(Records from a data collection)
::::::::::

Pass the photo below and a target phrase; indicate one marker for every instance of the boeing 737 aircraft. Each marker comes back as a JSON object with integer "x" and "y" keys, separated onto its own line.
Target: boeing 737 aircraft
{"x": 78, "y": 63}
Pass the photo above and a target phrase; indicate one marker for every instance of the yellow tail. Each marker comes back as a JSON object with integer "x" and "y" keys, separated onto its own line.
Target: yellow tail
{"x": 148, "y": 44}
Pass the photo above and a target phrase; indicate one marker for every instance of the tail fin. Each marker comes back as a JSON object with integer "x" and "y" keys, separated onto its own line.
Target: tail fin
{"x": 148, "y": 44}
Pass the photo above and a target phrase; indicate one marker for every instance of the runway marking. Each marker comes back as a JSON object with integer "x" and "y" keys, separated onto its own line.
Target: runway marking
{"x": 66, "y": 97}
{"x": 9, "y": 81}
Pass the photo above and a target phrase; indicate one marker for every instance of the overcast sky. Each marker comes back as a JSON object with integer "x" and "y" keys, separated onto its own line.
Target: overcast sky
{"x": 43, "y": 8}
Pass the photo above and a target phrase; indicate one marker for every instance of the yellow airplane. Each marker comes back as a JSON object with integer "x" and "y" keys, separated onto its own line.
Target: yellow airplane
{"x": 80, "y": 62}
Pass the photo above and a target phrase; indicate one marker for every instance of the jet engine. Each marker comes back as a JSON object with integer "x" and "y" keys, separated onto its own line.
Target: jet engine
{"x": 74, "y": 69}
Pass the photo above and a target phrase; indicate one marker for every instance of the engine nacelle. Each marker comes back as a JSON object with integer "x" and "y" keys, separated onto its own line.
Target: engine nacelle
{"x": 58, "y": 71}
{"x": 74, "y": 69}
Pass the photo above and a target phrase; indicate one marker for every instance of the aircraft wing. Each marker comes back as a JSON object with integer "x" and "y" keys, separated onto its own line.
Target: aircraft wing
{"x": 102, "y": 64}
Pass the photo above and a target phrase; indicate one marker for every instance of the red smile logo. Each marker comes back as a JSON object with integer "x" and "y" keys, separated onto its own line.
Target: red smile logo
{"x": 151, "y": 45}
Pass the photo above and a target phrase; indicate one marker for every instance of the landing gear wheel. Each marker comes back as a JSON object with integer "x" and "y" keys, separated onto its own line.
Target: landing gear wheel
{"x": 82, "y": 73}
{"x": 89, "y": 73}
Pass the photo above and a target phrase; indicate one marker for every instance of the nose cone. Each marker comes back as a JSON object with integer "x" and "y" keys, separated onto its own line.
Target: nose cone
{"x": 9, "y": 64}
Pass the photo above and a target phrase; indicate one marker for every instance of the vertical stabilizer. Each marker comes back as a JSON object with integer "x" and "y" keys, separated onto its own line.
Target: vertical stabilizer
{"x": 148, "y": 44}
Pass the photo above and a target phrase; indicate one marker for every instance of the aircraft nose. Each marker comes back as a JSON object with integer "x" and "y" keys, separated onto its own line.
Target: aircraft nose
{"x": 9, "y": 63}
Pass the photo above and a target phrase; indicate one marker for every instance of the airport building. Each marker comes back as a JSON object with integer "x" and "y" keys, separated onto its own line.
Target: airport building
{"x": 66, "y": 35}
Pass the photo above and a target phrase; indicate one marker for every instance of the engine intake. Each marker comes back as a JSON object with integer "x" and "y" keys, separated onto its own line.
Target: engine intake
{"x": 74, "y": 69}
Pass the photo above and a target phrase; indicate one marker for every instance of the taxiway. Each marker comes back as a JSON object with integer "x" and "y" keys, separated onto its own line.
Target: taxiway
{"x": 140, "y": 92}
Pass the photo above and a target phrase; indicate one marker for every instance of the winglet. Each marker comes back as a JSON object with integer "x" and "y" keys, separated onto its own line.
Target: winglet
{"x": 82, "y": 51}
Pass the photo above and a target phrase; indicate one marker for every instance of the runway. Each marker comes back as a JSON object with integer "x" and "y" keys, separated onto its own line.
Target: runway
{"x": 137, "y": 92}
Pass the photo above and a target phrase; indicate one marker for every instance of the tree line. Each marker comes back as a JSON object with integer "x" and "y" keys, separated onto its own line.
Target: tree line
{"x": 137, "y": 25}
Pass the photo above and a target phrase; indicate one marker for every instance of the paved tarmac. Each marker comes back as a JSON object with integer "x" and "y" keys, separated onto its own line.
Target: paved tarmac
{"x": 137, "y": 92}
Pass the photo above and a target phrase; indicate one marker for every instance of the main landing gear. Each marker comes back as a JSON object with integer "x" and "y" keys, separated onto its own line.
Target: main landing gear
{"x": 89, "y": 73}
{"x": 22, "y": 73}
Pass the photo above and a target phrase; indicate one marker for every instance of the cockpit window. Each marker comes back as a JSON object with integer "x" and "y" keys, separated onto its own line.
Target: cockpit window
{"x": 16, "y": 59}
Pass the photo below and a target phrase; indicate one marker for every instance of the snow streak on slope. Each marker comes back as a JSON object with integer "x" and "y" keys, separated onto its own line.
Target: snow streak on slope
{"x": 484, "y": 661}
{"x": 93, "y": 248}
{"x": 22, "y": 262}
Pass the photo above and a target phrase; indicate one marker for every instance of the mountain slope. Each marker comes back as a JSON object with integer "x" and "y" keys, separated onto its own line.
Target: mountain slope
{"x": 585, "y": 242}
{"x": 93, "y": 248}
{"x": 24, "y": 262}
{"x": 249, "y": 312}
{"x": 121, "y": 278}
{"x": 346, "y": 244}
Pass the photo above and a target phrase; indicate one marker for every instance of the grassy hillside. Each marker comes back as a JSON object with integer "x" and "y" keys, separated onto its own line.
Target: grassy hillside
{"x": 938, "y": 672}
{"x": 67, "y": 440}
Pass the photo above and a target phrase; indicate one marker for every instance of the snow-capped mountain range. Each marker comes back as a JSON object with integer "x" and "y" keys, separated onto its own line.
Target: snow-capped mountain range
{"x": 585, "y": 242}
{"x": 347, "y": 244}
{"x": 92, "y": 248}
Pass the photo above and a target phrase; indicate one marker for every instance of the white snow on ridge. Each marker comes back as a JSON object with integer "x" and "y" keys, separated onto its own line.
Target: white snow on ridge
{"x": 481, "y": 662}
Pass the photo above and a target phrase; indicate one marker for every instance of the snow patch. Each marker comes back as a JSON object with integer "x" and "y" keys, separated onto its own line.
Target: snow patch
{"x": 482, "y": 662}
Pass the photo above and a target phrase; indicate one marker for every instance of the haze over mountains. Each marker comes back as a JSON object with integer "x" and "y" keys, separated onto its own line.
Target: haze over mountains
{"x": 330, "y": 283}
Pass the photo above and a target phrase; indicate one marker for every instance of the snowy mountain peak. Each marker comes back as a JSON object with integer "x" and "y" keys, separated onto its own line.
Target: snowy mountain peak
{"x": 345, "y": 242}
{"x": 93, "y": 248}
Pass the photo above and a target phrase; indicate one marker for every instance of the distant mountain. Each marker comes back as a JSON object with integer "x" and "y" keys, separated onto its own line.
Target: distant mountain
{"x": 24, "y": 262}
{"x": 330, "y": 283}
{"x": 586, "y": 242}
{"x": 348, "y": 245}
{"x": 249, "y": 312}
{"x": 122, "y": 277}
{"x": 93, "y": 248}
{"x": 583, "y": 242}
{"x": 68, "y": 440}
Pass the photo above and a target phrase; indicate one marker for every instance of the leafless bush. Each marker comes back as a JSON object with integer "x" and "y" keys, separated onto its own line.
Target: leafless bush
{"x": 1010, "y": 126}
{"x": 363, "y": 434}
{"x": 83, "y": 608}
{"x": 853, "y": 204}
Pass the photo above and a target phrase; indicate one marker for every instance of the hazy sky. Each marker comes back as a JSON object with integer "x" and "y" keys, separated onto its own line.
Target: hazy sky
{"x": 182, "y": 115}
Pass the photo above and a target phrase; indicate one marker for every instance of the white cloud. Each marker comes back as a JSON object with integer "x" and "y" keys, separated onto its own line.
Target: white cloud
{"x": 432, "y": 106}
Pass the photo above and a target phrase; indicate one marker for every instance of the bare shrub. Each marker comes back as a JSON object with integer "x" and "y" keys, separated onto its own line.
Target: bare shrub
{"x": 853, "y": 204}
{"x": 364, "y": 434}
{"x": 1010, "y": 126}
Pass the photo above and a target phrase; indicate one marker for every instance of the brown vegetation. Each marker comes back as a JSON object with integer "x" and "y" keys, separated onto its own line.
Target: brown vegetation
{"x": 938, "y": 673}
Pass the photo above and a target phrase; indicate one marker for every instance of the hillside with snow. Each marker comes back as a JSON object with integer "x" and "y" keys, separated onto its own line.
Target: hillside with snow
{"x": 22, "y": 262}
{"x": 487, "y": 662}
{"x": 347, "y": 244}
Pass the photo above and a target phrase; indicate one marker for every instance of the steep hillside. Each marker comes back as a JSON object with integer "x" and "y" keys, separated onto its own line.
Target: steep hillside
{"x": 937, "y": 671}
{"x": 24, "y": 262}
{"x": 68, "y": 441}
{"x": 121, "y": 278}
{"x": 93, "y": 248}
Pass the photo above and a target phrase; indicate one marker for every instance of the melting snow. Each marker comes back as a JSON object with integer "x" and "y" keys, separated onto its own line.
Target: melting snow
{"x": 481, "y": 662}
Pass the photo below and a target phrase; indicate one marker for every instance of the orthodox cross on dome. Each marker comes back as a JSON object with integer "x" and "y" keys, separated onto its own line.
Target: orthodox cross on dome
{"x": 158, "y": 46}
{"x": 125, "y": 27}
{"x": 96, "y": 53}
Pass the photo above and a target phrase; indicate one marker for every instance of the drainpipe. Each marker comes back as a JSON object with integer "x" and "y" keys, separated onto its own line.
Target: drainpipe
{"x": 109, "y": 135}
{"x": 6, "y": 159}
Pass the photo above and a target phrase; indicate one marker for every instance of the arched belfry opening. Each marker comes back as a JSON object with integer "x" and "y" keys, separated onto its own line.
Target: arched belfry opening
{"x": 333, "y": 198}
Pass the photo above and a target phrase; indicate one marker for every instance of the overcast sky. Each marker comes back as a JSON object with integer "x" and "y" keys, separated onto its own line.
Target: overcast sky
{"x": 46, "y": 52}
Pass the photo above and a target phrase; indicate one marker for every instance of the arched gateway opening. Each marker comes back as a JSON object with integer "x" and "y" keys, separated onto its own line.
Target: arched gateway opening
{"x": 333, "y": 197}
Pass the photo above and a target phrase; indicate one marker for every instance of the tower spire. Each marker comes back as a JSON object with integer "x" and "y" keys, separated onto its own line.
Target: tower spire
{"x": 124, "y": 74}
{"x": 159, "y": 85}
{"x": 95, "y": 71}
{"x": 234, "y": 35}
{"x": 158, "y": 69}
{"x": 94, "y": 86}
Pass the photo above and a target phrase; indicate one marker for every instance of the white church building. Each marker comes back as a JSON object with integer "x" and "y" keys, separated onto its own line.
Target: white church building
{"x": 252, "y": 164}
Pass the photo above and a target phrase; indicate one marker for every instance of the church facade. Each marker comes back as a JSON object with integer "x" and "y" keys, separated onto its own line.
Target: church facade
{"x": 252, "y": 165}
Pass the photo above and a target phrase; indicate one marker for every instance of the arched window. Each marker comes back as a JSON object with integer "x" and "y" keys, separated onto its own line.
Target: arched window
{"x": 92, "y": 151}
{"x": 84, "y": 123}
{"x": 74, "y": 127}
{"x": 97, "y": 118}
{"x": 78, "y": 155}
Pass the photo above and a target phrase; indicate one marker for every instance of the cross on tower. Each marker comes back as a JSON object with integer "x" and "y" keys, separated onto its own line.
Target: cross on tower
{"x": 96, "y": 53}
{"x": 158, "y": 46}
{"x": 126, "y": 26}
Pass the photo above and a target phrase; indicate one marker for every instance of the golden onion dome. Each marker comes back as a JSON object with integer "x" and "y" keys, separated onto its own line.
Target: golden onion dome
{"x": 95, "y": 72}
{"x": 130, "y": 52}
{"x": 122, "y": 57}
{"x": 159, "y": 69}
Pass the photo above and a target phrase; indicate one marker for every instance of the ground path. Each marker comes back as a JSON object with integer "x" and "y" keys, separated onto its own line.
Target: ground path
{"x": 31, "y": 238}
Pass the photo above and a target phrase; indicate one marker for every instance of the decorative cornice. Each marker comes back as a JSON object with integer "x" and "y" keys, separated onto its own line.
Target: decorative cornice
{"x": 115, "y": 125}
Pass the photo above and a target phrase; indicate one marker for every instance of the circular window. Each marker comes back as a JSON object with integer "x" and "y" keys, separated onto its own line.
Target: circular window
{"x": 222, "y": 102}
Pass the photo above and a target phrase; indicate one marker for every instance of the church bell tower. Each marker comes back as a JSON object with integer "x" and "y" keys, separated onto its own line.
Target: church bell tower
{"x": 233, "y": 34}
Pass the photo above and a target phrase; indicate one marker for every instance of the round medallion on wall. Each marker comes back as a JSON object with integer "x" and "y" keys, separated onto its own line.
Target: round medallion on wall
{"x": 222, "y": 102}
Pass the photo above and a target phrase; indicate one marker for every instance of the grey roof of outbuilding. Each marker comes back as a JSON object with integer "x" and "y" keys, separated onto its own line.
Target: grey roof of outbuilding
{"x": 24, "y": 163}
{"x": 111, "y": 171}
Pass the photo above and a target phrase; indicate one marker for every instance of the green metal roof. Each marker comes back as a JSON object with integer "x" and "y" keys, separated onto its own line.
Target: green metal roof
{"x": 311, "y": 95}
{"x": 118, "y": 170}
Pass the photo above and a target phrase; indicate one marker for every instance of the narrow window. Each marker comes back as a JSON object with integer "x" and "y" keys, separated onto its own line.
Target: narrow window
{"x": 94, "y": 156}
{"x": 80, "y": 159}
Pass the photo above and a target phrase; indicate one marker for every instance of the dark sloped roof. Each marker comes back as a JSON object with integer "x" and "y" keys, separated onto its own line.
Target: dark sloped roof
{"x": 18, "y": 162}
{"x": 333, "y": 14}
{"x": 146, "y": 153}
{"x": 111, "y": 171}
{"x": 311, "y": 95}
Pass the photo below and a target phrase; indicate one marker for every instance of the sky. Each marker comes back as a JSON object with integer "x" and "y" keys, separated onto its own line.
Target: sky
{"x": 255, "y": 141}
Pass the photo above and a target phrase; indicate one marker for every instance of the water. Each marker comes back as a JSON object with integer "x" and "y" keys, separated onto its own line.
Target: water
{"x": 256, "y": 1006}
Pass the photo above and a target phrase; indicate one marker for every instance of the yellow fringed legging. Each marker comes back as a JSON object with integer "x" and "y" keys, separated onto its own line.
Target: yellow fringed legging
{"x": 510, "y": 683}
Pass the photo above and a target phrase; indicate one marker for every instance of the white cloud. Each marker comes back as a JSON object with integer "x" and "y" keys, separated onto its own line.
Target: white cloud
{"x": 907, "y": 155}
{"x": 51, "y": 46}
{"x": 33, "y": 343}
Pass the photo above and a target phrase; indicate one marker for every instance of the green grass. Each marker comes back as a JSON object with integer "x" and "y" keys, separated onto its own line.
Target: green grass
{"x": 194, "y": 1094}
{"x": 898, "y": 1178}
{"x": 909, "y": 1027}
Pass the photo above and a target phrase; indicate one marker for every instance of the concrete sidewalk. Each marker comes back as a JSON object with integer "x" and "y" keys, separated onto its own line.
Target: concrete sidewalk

::::::::::

Say how many lines above contain the string "concrete". Answer with the number only.

Problem solution:
2